[Challenge]
Collect every line in the material below that contains the word "white" and copy each one in full. Case counts when matching.

[Listed entries]
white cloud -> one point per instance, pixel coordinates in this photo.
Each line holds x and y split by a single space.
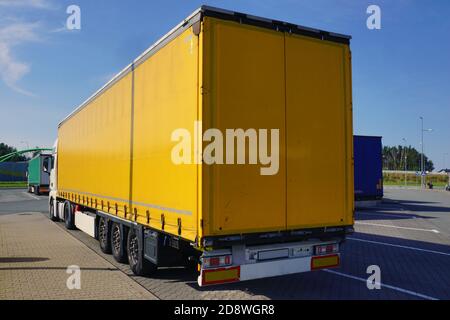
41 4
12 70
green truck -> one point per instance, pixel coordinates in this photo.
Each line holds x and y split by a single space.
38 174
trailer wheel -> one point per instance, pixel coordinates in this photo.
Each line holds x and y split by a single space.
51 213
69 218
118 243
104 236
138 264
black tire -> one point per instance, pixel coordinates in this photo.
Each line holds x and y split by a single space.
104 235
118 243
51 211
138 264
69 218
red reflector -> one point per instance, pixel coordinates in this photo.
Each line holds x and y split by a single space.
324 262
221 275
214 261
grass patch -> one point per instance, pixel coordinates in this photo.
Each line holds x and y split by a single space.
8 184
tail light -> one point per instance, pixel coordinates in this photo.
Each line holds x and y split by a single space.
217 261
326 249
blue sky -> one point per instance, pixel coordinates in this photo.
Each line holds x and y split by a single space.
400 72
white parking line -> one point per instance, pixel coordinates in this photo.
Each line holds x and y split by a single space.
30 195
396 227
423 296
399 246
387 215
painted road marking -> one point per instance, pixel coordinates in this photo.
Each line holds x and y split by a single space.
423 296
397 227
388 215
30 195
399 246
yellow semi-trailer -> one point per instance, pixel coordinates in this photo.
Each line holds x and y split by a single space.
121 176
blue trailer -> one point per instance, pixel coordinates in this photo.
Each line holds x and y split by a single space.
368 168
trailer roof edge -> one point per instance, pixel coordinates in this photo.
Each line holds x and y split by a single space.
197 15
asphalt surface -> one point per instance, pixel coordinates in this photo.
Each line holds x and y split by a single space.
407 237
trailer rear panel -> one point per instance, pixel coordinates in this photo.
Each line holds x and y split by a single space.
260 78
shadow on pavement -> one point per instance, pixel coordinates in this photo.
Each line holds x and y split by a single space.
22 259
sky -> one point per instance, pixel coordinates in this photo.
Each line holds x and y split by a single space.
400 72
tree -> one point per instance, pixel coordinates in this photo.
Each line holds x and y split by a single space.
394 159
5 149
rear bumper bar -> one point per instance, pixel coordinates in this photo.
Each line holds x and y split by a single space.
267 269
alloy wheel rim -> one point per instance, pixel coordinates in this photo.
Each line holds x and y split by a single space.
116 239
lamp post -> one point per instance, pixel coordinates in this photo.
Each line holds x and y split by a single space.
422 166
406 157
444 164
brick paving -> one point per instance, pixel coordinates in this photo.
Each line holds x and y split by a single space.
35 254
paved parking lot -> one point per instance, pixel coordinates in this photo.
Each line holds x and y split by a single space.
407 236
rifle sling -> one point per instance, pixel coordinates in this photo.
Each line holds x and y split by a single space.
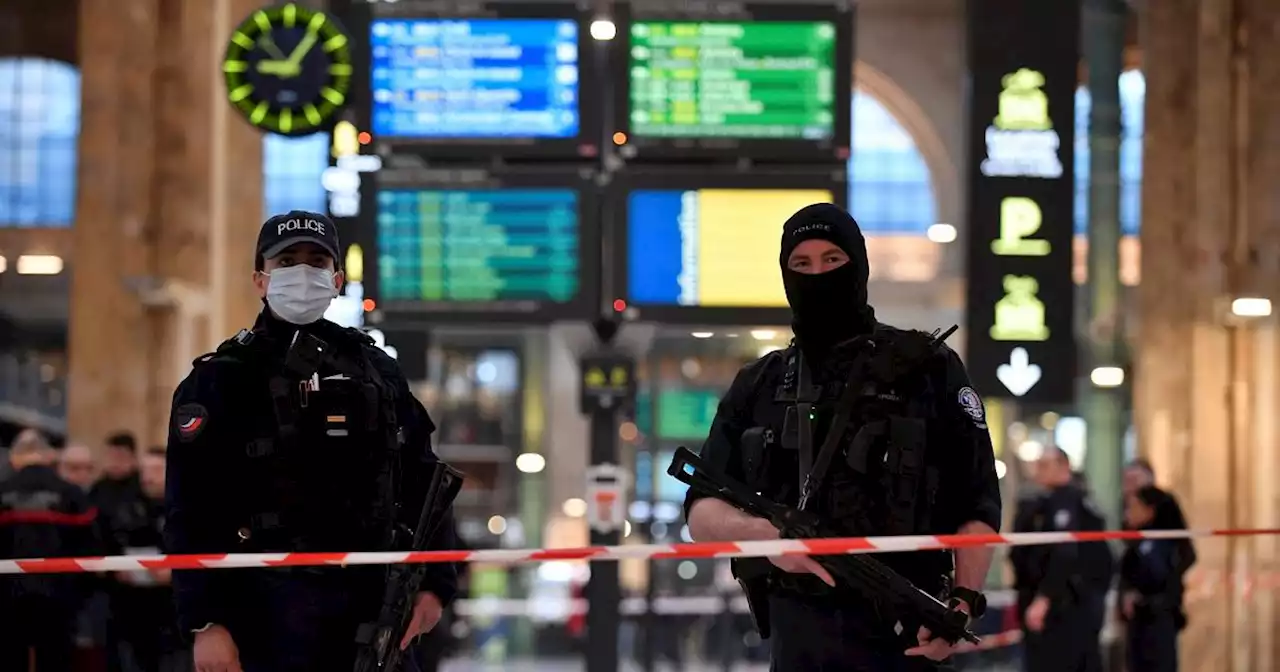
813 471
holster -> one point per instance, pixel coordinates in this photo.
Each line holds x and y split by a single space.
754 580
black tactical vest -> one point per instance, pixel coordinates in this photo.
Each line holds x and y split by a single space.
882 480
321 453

* * *

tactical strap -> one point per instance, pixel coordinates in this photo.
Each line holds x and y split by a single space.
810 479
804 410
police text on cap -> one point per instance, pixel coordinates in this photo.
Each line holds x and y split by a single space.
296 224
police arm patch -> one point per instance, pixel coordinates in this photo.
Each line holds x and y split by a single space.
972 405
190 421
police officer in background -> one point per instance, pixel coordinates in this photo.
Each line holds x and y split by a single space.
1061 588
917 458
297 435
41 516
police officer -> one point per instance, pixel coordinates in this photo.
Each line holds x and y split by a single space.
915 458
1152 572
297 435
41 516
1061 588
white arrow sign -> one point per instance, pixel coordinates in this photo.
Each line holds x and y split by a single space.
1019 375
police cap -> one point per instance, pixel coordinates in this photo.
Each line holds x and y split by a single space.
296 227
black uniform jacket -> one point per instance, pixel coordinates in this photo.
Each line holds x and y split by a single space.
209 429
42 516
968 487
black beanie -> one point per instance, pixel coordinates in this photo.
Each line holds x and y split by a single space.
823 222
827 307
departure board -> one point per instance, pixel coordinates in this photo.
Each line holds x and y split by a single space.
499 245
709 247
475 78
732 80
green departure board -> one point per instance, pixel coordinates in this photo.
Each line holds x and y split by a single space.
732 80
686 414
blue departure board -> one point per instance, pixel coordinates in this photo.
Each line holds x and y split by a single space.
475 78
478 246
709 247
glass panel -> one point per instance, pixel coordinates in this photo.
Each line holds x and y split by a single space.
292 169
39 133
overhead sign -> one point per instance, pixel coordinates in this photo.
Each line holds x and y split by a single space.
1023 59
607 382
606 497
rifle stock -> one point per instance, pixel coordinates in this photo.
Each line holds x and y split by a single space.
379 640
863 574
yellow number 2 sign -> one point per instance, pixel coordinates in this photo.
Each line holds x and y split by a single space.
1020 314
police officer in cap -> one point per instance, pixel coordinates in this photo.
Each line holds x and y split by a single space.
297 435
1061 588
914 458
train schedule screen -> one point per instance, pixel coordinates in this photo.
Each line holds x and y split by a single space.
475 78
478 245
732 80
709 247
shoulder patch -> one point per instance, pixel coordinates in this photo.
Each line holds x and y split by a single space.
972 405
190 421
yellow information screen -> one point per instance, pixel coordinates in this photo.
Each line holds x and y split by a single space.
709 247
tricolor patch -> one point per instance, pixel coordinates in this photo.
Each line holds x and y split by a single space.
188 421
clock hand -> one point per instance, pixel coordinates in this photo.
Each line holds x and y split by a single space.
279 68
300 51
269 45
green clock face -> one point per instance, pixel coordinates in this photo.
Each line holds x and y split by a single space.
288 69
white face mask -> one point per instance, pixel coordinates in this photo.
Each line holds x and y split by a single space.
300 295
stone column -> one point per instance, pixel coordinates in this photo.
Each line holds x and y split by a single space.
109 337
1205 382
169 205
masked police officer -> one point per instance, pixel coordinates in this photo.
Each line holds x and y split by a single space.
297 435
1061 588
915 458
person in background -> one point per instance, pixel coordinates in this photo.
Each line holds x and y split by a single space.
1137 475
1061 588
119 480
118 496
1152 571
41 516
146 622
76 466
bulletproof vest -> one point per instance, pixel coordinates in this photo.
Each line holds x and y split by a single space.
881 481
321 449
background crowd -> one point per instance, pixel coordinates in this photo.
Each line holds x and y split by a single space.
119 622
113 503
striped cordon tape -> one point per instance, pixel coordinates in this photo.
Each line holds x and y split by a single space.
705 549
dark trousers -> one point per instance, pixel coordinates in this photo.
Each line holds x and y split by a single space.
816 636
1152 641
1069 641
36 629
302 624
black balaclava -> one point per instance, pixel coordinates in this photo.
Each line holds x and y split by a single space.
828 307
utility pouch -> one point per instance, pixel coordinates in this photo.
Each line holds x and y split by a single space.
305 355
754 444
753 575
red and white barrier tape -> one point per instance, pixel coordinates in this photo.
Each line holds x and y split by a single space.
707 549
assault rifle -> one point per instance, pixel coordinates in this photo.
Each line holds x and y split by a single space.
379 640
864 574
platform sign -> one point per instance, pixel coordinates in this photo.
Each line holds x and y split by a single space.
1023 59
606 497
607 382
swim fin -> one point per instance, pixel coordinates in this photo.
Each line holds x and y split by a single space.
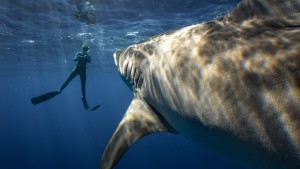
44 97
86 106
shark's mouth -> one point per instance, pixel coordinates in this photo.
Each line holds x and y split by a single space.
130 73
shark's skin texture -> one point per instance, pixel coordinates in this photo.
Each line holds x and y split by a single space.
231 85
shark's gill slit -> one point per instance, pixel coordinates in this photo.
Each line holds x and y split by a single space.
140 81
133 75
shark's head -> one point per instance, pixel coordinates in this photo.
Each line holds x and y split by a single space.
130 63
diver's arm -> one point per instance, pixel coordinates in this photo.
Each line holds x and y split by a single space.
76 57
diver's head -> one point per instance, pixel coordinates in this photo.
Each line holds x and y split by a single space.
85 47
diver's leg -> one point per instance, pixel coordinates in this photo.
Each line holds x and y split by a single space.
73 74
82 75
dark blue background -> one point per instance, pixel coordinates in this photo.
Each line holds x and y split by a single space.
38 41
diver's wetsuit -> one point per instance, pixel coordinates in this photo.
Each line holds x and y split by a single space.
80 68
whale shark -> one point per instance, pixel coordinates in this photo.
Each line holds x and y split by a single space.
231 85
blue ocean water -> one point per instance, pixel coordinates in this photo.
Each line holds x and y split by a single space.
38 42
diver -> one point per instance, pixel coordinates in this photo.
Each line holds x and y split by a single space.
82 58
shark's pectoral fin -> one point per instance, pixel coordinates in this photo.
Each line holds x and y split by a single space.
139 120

---

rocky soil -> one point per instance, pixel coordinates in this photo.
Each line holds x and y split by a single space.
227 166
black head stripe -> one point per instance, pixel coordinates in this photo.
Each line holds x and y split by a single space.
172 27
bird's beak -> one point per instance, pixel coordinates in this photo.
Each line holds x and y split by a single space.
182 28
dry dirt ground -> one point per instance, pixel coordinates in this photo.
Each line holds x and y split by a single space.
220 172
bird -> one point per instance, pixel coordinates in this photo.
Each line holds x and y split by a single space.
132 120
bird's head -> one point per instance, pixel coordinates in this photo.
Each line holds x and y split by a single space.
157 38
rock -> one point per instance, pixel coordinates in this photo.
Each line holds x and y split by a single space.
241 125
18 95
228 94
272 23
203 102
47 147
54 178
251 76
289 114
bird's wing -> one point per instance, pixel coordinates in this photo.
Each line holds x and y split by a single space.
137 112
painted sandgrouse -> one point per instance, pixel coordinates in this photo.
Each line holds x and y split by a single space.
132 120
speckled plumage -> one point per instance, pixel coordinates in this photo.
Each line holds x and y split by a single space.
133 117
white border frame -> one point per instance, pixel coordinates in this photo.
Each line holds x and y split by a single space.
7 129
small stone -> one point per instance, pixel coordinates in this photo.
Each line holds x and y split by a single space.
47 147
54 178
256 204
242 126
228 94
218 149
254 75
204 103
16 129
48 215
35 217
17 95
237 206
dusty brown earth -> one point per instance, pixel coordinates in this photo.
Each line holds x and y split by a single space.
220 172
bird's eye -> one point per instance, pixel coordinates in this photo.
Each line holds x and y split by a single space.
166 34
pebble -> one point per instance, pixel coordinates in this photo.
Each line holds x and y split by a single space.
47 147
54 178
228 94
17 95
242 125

[Expected output]
white cloud -> one point per instance, pixel coordinates in this photo.
white parking line -> one point per instance, pixel coordinates in this photo.
white arrow sign -> one point per instance, pixel coordinates in this photo.
white face mask -> one point per instance, pixel coordinates in this photo.
red and white barrier tape -> one point per instance, pixel coordinates in this photo.
white border frame -> one point per instance, pixel coordinates in this photo.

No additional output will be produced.